*** Information shown Section Begins ***

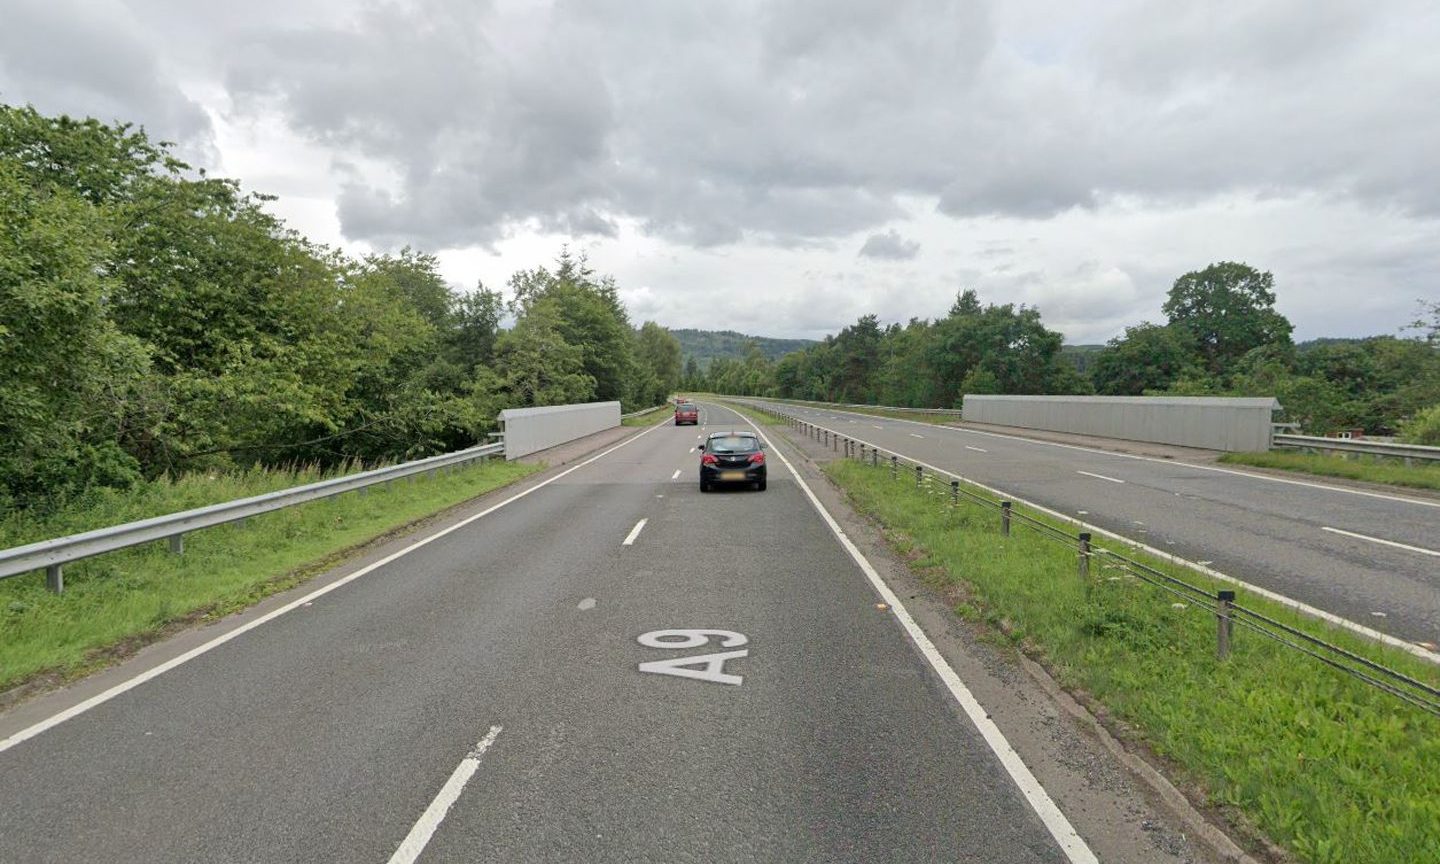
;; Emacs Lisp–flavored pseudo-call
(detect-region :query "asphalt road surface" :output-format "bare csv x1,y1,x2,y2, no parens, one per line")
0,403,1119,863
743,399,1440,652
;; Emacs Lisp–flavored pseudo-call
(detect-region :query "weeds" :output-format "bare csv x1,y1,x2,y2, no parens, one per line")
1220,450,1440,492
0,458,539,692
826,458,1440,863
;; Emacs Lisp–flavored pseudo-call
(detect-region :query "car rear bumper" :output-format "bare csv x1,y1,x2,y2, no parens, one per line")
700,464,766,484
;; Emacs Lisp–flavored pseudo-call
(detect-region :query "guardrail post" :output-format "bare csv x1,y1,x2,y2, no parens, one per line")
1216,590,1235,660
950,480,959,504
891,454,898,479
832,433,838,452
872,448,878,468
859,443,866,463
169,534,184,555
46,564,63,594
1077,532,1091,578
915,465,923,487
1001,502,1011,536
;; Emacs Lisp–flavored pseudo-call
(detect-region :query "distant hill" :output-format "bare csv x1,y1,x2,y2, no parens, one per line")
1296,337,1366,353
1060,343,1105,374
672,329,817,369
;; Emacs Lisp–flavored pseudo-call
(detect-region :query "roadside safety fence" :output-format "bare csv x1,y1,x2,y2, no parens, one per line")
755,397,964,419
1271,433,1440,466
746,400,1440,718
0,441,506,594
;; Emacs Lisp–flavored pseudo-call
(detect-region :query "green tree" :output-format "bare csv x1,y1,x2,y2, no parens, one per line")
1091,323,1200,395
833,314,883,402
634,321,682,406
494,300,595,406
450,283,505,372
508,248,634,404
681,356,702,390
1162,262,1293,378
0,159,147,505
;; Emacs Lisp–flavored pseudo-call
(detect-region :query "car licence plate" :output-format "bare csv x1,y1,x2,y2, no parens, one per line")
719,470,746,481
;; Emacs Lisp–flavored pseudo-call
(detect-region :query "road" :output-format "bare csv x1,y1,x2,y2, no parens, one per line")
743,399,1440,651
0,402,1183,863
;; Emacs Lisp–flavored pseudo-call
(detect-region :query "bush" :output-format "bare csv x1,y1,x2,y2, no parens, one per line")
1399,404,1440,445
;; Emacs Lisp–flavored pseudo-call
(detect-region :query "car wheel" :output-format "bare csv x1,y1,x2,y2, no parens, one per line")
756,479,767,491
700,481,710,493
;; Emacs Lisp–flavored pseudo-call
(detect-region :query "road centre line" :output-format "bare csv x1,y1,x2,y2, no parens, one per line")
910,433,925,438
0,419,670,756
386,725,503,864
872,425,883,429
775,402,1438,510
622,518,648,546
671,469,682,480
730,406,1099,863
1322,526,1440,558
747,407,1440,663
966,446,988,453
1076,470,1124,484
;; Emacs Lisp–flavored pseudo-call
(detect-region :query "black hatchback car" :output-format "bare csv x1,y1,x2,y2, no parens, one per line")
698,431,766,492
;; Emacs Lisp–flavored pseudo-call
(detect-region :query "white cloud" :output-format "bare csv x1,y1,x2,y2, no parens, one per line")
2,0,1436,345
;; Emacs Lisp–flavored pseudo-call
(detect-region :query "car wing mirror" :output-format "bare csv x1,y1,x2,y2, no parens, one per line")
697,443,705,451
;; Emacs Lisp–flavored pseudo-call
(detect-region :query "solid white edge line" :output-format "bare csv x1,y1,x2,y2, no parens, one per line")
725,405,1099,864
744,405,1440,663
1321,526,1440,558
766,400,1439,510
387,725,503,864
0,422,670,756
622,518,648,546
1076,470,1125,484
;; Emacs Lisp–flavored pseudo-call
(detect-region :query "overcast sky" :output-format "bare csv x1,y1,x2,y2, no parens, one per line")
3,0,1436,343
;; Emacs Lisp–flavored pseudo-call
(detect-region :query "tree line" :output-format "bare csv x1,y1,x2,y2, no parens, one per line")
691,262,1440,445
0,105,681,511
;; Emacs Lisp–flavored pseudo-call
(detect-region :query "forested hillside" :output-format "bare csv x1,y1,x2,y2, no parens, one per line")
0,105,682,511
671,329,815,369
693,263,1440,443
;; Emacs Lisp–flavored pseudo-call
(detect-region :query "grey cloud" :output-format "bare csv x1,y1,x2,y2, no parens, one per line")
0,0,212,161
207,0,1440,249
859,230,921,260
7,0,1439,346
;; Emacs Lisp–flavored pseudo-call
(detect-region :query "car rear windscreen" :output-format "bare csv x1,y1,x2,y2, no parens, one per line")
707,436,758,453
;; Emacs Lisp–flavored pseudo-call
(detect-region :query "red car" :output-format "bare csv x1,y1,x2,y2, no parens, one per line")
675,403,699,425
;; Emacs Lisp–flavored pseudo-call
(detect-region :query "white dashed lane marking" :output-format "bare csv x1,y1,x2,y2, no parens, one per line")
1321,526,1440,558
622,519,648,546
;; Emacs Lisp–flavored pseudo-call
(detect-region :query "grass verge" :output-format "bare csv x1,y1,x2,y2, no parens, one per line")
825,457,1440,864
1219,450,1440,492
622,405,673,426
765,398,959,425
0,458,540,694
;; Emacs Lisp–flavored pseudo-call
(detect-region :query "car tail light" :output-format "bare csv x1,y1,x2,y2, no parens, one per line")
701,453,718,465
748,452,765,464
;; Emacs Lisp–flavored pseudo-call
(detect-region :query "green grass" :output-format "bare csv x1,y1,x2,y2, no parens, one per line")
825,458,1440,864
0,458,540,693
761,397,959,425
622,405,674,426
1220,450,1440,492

*** Information shown Section Ends ***

### Task
A faithful copy of the data is required: each word kept, each picture omitted.

### Solution to this task
;; Emacs Lisp–flavored pseudo-call
(detect-region :query "asphalt road surface" :output-format "bare csv x1,y1,x2,y2, no parens, one per line")
0,403,1119,863
743,399,1440,652
;; Emacs Lisp–flavored pseudo-call
(detect-region :query "weeds" :output-format "bare csv x1,y1,x2,y2, no parens, one per line")
1220,450,1440,492
0,458,539,692
826,458,1440,863
;; Emacs Lisp–flavored pseudo-call
(detect-region :query "car rear bumper" :output-format "bare csv x1,y1,x2,y2, no parens, one per line")
700,464,766,484
;; Emacs Lisp–flavored pseudo-call
(detect-region :query "guardrail post" :output-format "bare csv x1,y1,x2,y2, no parens, one per line")
1216,590,1235,660
950,480,959,504
891,454,898,479
832,433,838,452
872,448,878,468
859,443,866,463
169,534,184,555
46,564,63,594
1077,532,1091,578
915,465,923,487
1001,502,1011,536
;; Emacs Lisp–flavored pseudo-call
(detect-region :query "distant hill" :output-format "bare csv x1,y1,x2,y2, no parens, one per line")
1296,337,1366,353
1060,343,1105,374
672,329,817,369
;; Emacs Lisp–flavored pseudo-call
(detect-region :query "roadside safety fence" :output-format "bare csv x1,y1,x2,y2, no parens, one per line")
755,397,964,419
1271,433,1440,466
746,400,1440,718
0,441,506,594
;; Emacs Lisp–flavored pseudo-call
(detect-region :query "green tree" :output-format "bare csv x1,y1,x2,y2, no parens, one per line")
1091,323,1200,395
833,314,883,402
634,321,682,406
494,300,595,406
450,283,505,372
508,248,634,404
681,356,702,390
1162,262,1293,378
0,159,147,505
;; Emacs Lisp–flavored pseudo-call
(detect-region :query "car licence plate" :output-format "bare csv x1,y1,x2,y2, no parens, one per line")
719,470,746,481
;; Emacs Lisp–flavored pseudo-call
(detect-region :query "road" :output-format "bare csv x1,y1,x2,y2, no parens, one per line")
743,399,1440,651
0,402,1183,863
;; Emacs Lisp–flavored pseudo-call
(detect-region :query "bush" :output-format "bare csv x1,y1,x2,y2, no parens, one per line")
1399,404,1440,445
;; Emacs Lisp–flavored pseudo-call
(detect-region :query "car wheel" :output-format "bare csv x1,y1,x2,y2, no parens, one per line")
756,479,767,491
700,481,710,493
;; Emacs Lisp–flavored pseudo-call
(detect-region :query "road centre line" :output-format "bare csv x1,y1,x2,y2, no parens, one per line")
910,433,925,438
0,419,670,756
386,725,503,864
872,425,883,429
775,402,1438,510
622,518,648,546
671,469,682,480
730,406,1099,863
1322,526,1440,558
747,407,1440,663
966,446,988,453
1076,470,1124,484
;; Emacs Lisp–flavored pseudo-call
(detect-region :query "black hatchback car" :output-format "bare csv x1,y1,x2,y2, no parens, one per line")
698,431,766,492
;; Emacs Lisp–flavored pseudo-call
(detect-region :query "white cloud" :output-format "bare csv x1,y1,x2,y2, no parens, one per line")
2,0,1436,345
;; Emacs Lisp–flavored pseudo-call
(detect-region :query "car wing mirror" :output-format "bare csv x1,y1,x2,y2, no parens, one per line")
697,443,705,451
;; Emacs Lisp–flavored pseudo-call
(detect-region :query "solid white edge line" :output-format "bare csv x1,y1,x2,y2, no parens, one per line")
725,405,1099,864
744,405,1440,663
1321,526,1440,558
766,400,1439,510
387,725,503,864
0,422,670,756
622,518,648,546
1076,470,1125,484
;; Emacs Lisp–flavored pseudo-call
(detect-region :query "overcast sky" :output-format "bare csv x1,y1,x2,y2, no parens, one per line")
3,0,1436,343
;; Emacs Lisp–flavored pseudo-call
(detect-region :query "tree line" :output-format "bare csv x1,y1,x2,y2, no parens, one per line")
691,262,1440,445
0,105,681,511
;; Emacs Lisp–flavored pseudo-call
(detect-region :query "forested hillside" :output-format "bare csv x1,y1,x2,y2, no parens, one per line")
0,105,682,511
671,329,815,369
693,263,1440,443
;; Emacs Lisp–flavored pseudo-call
(detect-region :query "grey cloud" :output-format "bare csv x1,y1,x2,y2, no parens, one per line")
0,0,212,161
207,0,1440,249
859,230,921,260
7,0,1439,346
;; Emacs Lisp–flavored pseudo-call
(detect-region :query "car rear windscreen" :output-format "bare csv x1,y1,x2,y2, no parens, one per line")
707,436,758,453
;; Emacs Lisp–flavored pseudo-call
(detect-region :query "red car" :output-format "bare csv x1,y1,x2,y2, no parens, one per line")
675,403,699,425
;; Emacs Lisp–flavored pseudo-call
(detect-region :query "white dashed lane marking" :output-format "bare csv x1,y1,x2,y2, no parens, one per line")
1321,526,1440,558
622,519,648,546
;; Emacs Lisp–flavored pseudo-call
(detect-region :query "grass verge" :output-format "bare csv x1,y1,x2,y2, no parens, one per line")
825,457,1440,864
1219,450,1440,492
622,405,673,426
765,398,959,425
0,458,540,694
;; Emacs Lisp–flavored pseudo-call
(detect-region :query "car tail light" :output-format "bare csv x1,y1,x2,y2, no parens, one per line")
701,453,718,465
748,452,765,464
;; Emacs Lisp–flavored pseudo-call
(detect-region :query "green grass" :output-format "bare csv x1,y1,x2,y2, no parens, one per line")
825,458,1440,864
0,458,540,693
761,397,959,425
622,405,674,426
1220,450,1440,492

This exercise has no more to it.